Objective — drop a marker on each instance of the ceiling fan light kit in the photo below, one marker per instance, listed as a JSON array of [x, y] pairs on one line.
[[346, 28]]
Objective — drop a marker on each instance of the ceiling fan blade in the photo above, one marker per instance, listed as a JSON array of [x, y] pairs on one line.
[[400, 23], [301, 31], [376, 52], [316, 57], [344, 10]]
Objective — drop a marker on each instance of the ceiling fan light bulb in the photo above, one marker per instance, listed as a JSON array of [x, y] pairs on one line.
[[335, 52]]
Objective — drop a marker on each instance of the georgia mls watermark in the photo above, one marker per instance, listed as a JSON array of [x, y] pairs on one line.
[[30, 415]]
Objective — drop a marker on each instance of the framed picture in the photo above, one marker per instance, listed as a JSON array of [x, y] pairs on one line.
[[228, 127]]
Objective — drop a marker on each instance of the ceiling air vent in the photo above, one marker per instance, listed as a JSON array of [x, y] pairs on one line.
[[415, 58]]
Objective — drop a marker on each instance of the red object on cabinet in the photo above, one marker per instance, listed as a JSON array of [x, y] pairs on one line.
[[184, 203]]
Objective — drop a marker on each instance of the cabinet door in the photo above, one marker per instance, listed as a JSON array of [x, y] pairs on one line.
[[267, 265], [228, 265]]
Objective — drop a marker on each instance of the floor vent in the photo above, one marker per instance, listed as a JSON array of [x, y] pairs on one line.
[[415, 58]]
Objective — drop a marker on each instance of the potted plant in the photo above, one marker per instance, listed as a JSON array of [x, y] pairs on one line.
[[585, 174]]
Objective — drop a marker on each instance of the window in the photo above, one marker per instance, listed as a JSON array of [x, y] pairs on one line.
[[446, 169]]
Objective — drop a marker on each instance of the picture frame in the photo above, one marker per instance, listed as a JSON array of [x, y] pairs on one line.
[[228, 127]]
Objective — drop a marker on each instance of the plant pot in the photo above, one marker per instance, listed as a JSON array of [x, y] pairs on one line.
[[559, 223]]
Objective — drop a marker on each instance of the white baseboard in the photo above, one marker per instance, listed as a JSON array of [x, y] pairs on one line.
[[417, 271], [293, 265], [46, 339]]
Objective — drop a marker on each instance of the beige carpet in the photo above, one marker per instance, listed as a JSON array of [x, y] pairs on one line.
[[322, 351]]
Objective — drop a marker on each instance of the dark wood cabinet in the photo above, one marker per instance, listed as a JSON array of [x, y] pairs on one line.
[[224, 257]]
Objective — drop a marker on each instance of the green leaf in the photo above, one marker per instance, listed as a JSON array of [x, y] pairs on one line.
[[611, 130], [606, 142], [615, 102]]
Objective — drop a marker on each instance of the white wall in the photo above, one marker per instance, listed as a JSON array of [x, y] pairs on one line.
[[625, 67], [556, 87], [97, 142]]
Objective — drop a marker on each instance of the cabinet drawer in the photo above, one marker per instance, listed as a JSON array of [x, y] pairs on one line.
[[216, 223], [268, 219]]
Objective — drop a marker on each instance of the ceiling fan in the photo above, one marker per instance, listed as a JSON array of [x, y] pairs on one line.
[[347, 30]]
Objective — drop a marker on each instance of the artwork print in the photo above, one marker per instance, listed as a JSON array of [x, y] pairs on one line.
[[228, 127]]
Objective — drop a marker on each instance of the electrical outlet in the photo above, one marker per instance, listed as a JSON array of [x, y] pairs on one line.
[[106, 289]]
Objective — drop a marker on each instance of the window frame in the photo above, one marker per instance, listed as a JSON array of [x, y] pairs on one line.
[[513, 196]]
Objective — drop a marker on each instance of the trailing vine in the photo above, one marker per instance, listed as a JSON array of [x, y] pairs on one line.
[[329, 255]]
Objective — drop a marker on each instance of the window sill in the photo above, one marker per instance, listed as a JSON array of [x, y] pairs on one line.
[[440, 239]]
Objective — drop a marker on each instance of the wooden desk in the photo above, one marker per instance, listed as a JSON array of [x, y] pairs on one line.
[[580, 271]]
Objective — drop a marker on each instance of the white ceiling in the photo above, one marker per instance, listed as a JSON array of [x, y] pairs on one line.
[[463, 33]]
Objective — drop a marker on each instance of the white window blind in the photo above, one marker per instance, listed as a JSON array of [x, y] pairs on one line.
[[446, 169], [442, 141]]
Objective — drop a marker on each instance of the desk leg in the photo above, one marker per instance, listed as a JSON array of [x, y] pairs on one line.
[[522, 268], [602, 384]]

::::::::

● WORK INSTRUCTION: With no line omitted, copy all the data exactly.

● SOLUTION TO THE EXERCISE:
Objective — drop a marker on each instance of the ceiling fan light kit in the photo below, one marker per instance, listed as a JSON array of [x, y] pairs on one line.
[[346, 28]]
Objective — drop a marker on each instance of the ceiling fan blade in the photo above, one marker per instance, listed as a JSON array of [x, y] pairs on one line.
[[400, 23], [301, 31], [376, 52], [316, 57], [344, 10]]
Objective — drop a marker on each instance of the ceiling fan light bulb in the photo above, one marker per instance, listed as a JSON array of [x, y] pairs on one line.
[[335, 52]]
Objective — drop a marker on each instance of the georgia mls watermark in the photo above, one marker per instance, listed as a JSON array of [x, y] pairs on one line.
[[30, 415]]
Objective — drop a marker on each instance of the framed picture in the photo above, one marker per instance, listed as a JSON array of [x, y] pairs on one line.
[[228, 127]]
Objective — drop a marker on each instance of the ceiling air vent in the photo above, one marker per instance, listed as a JSON array of [x, y] pairs on one line.
[[415, 58]]
Objective — drop a marker on each instance of the red object on cabinet in the photo above, one marker per instance, listed as a JSON array of [x, y] pairs on one line.
[[184, 203]]
Objective — drop a marker on each instance of the cabinet door in the photo above, one marker per instance, listed as a JSON array of [x, y] pairs on one line.
[[267, 265], [228, 265]]
Objective — drop a marker on each instance of the floor vent in the photo above, one marker per instance, listed as a JSON array of [x, y] pairs on one line.
[[415, 58]]
Objective — drop a marker on each instance of the potted plant in the photo above, one marker per instance, listed as a JSON array of [x, y] pairs on one line.
[[585, 174]]
Objective — drop a marker on each instance of the window in the photo above, one marker per instance, listed as a JSON array of [x, y] pairs on one line.
[[446, 169]]
Objective — drop a marker on each instance of the picture frame in the photo above, one marker per instance, listed as a JSON array of [x, y] pairs on one line.
[[228, 127]]
Objective — drop a marker on each instance of the plant pot in the photo above, one marker per instance, listed as a JSON array of [x, y] pairs on one line.
[[559, 223]]
Objective — drop a marker on each instance of the white baseboard in the photo above, one marker per instance, listed as a JSON array of [x, y] pairs on one line.
[[417, 271], [293, 265], [46, 339]]
Objective — drop a marker on each instance of the beige carpet in the photo above, one marker per instance, listed as a JSON array of [x, y] pairs on one line.
[[322, 351]]
Objective — drop a marker on each instance of the dark wood cabinet in the photo above, one marker per instance, listed as a JSON array of [x, y] pairs on one line.
[[224, 257]]
Objective — drop a marker on each instance of the green leaf in the photo above, one marker per instance, listed as a JSON array of [x, y] pairs on one line.
[[611, 130], [606, 142], [615, 102]]
Objective — drop a marker on each instance of the white wall in the photo above, one marker per instance, listed as a JSON array of [x, y] pairs on one line.
[[625, 67], [556, 87], [97, 142]]
Objective — drop a marker on each instance of the cabinet drawer in the photo above, one marker per instance, listed as a JSON array of [x, y] pairs on one line.
[[216, 223], [268, 219]]
Objective — drop a marker on each instance of the ceiling fan in the photo above, one marker per instance, listed as a JSON array of [x, y] pairs on one line.
[[347, 30]]
Objective — drop a marker on each instance of the artwork print in the photo above, one marker per instance, listed as a JSON array of [x, y] pairs on one line.
[[228, 127]]
Objective — drop a marker on each instance of the electrical outlet in the photo above, one marker per instance, listed as a JSON array of [x, y] pairs on one line.
[[106, 289]]
Objective — drop a marker on each instance of the window frame in the photo above, one marker per instance, listed as a JSON array of [x, y] pairs on one line.
[[513, 196]]
Objective — drop a marker on each instance of the trailing vine in the photo above, one marker per instance, listed as a JSON array of [x, y] pairs on one line.
[[329, 255]]
Objective — drop a marker on each instance of the window sill in the photo above, one marker per instance, listed as a JSON array of [x, y] pairs on one line.
[[440, 239]]
Objective — drop a marker on each instance of the wooden desk in the photo above, one marker per instance, listed as a JSON array of [x, y] pairs on one line.
[[580, 271]]
Objective — drop a marker on each instance of the white ceiling in the photo above, one marker per instance, listed as a JSON array of [x, y] pairs on one line.
[[463, 33]]
Objective — drop a marker on each instance of the white window blind in the photo above, one marker per instance, listed as a JSON array of [x, y] pairs on one line.
[[446, 169], [442, 141]]
Objective — drop a marker on each instance of the desk leg in the photo above, one marker per instance, listed as a JSON array of [x, y] pairs on one line.
[[522, 268], [602, 384]]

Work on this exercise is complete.